郑孝萍 张明明
[摘要]迟子建文学作品呈现了强烈的生态意识,这种生态意识源于作者的生态人文主义思想。透过生态人文主义视角,探寻迟子建文学世界的生态价值,进一步考察其生态人文主义价值观的成因,有助于挖掘其作品的生态内涵,推进我国生态文明的建设。迟子建童年的成长经历、中国传统哲学中的“天人合一”“物我齐一”等思想,都是迟子建生态人文主义思想形成的原材料。对这些进行探讨,一方面可以启示我国儿童“生态”教育问题,另一方面可以进一步挖掘中国传统文化思想中的生态内涵,使中國古代生态智慧融入当代的生态人文主义建设中来。
[关键词]迟子建;生态人文主义思想;成因
[中图分类号]I206.7[文献标志码]A[文章编号]2096-1308(2022)02-0082-06
在迟子建构筑的文学世界中,人与自然的关系始终是作者关注的重点。当落在身上的树叶和小虫被安全送回它们的出生地,当成群的小鱼追逐着“我”的脚踝嬉戏时,这些画面外回旋着的是人与自然和谐共处的旋律。当煤尘染黑了小镇,当森林大火夺走了树木的葱翠时,画面外是厚厚的湖底红泥也遮不住的作家哀伤的面容。在作品中,迟子建透过笔下的文学形象,呼唤人类放弃科技人文主义时期的人类中心意识,将人类放回到地球生态圈之内,并以其能力担负起呵护照拂非人类存在的责任,重塑生态人文主义价值观。透过生态人文主义视角,我们探寻了迟子建文学世界的生态价值,再进一步考察其生态人文主义价值观的成因,将有助于继续挖掘其作品的生态内涵,推进我国生态文明的建设。

━━━━━━━━━━

● **任务说明**: 上面这篇关于迟子建生态人文主义思想的文章认为,哪些因素是这一思想形成的原材料?

● **记录摘录**:

━━━━━━━━━━

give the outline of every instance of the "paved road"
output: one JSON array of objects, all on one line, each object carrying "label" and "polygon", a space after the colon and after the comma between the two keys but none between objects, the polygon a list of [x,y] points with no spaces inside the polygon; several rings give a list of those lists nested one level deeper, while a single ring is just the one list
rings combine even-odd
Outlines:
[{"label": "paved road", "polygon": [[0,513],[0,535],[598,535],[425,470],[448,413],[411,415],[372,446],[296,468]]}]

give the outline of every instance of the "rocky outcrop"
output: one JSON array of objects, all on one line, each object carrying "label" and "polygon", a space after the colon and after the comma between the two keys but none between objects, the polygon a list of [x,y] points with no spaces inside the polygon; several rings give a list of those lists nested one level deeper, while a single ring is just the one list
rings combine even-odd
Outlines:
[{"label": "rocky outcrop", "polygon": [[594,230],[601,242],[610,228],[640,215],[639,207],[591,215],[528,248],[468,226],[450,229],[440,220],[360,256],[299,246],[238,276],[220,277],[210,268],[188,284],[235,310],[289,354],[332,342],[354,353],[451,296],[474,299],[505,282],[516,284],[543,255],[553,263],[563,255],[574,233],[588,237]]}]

━━━━━━━━━━

● **任务结果**: 迟子建童年的成长经历,以及中国传统哲学中的“天人合一”“物我齐一”等思想。